> **Action item**: Exactly the lines below from the one with "The locate routine indicates the golden" up to and including the one with "The locate routine indicates the pav" make up the answer, with nothing else added.
START Stored data
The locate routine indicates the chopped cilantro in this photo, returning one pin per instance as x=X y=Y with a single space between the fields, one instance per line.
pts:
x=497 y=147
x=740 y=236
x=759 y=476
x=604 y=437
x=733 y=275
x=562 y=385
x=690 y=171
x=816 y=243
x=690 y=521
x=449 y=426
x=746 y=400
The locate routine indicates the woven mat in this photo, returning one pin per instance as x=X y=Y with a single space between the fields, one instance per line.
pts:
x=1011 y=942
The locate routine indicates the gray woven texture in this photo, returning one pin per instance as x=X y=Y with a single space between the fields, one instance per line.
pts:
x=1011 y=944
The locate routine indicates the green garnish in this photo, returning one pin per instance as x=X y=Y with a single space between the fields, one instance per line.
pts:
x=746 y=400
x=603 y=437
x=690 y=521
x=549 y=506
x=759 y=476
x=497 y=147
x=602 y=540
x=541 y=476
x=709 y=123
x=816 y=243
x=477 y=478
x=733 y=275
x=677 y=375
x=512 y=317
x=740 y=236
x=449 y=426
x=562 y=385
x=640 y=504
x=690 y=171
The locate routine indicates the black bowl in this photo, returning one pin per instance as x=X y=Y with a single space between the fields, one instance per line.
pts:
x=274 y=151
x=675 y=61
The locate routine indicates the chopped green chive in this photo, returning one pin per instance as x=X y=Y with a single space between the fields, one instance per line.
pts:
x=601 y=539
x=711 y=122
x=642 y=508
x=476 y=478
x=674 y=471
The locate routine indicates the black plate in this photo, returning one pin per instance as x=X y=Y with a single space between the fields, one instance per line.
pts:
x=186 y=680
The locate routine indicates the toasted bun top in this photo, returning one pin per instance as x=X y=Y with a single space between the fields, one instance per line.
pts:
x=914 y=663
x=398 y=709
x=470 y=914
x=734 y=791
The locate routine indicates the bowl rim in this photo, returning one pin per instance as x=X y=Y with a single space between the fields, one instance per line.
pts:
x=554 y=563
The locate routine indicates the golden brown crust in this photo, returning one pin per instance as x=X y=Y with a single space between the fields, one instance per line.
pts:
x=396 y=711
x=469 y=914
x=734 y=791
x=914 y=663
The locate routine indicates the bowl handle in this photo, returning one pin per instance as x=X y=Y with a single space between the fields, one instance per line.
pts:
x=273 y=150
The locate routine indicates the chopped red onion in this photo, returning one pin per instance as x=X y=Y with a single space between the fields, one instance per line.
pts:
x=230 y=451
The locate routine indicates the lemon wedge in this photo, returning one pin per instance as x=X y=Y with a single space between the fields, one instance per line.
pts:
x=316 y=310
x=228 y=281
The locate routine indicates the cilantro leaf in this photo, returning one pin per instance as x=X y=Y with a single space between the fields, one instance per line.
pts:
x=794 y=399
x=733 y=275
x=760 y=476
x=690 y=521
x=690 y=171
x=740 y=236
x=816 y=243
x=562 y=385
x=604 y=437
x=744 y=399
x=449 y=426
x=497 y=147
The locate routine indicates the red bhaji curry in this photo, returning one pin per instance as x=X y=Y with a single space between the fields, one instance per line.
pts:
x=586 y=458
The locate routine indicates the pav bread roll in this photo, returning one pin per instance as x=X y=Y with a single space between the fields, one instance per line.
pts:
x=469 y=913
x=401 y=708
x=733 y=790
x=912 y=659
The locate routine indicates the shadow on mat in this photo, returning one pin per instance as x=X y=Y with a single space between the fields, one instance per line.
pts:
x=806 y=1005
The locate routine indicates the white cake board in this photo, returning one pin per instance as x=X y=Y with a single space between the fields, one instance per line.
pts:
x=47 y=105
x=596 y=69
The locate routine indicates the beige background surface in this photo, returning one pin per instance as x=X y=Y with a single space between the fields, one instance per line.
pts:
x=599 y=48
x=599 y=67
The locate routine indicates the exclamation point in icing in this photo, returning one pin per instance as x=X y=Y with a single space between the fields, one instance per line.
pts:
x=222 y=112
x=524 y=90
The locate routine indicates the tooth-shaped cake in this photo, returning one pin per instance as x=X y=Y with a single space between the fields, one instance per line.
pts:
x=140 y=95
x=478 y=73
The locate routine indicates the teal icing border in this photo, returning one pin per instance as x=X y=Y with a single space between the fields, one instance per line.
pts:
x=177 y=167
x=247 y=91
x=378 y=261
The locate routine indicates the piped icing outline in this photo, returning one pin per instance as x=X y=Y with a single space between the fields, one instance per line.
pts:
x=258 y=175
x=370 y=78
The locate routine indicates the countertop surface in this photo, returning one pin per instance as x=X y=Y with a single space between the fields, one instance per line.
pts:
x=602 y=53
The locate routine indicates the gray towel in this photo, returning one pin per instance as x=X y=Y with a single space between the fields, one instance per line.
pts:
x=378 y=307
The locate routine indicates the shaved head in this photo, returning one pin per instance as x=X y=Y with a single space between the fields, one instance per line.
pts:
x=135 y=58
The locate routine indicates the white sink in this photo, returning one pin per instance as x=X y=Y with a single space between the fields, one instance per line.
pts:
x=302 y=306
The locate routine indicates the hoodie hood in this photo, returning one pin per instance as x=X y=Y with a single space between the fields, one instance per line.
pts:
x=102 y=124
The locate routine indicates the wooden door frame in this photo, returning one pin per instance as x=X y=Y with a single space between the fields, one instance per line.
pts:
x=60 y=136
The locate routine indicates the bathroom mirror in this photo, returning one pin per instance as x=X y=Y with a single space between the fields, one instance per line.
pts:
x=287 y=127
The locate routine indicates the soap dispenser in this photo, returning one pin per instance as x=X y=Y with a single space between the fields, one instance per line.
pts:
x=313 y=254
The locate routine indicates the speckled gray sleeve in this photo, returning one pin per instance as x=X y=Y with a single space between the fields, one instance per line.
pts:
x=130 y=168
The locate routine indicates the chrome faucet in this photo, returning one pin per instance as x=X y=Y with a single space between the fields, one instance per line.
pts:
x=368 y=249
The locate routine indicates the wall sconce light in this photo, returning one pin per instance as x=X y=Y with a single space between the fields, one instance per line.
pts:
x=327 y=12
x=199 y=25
END Stored data
> **Solution**:
The locate routine indicates the golden brown crust in this photo, returning one pin per instance as x=X y=Y with a single space between the fields, one instance per line.
pts:
x=396 y=711
x=469 y=914
x=734 y=791
x=914 y=663
The locate routine indicates the bowl handle in this photo, returning one pin per instance as x=X y=Y with a single space between the fields, one instance per line.
pts:
x=273 y=150
The locate routine indicates the chopped red onion in this photo, returning one pin per instance as x=X y=Y with a single space between the fields, one instance per line.
pts:
x=230 y=451
The locate routine indicates the lemon wedge in this photo, returning one pin per instance as x=X y=Y with a single space between the fields, one instance per line.
pts:
x=316 y=310
x=228 y=281
The locate routine indicates the cilantro leaf in this photo, returning one pin per instance as x=X y=Y with a single space between the fields, one instance per line.
pts:
x=794 y=399
x=733 y=275
x=760 y=476
x=690 y=521
x=690 y=171
x=740 y=236
x=816 y=243
x=562 y=385
x=604 y=437
x=744 y=399
x=449 y=426
x=497 y=147
The locate routine indicates the red bhaji curry in this photo, returning one pin per instance as x=X y=Y with a single space between the fields, one instance per line.
pts:
x=586 y=458
The locate routine indicates the pav bread roll in this photo, returning one pin per instance as x=X y=Y with a single space between the fields, one instance per line.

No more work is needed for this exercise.